What to work on: Please reproduce all of the rows below, request lines included, scaling every coordinate in the answers by 1.65 and rounding each to a whole number, with halves rounded up. Leave the pictures out of your answer.

··········

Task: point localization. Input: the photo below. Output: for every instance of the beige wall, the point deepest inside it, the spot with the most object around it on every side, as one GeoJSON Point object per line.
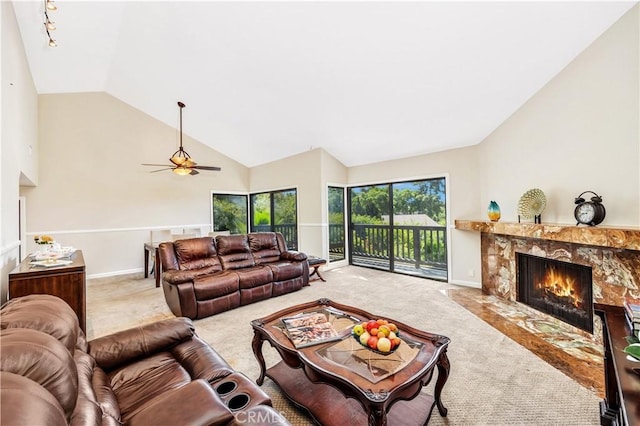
{"type": "Point", "coordinates": [580, 132]}
{"type": "Point", "coordinates": [94, 193]}
{"type": "Point", "coordinates": [19, 151]}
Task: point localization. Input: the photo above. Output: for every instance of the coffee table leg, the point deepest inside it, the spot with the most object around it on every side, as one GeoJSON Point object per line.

··········

Response:
Task: point localization. Input: the photo below. Output: for every instance of the beige wall, the point deepest inside it, the spot with the most object around it on every side, as one GeoJSON Point object per line.
{"type": "Point", "coordinates": [957, 218]}
{"type": "Point", "coordinates": [155, 318]}
{"type": "Point", "coordinates": [31, 249]}
Task: point localization. Input: the photo above. Output: for every instance of the coffee table leg, the point deepest inside it, the spot with the most object around it on every side, as one GeoJSON Point object per line.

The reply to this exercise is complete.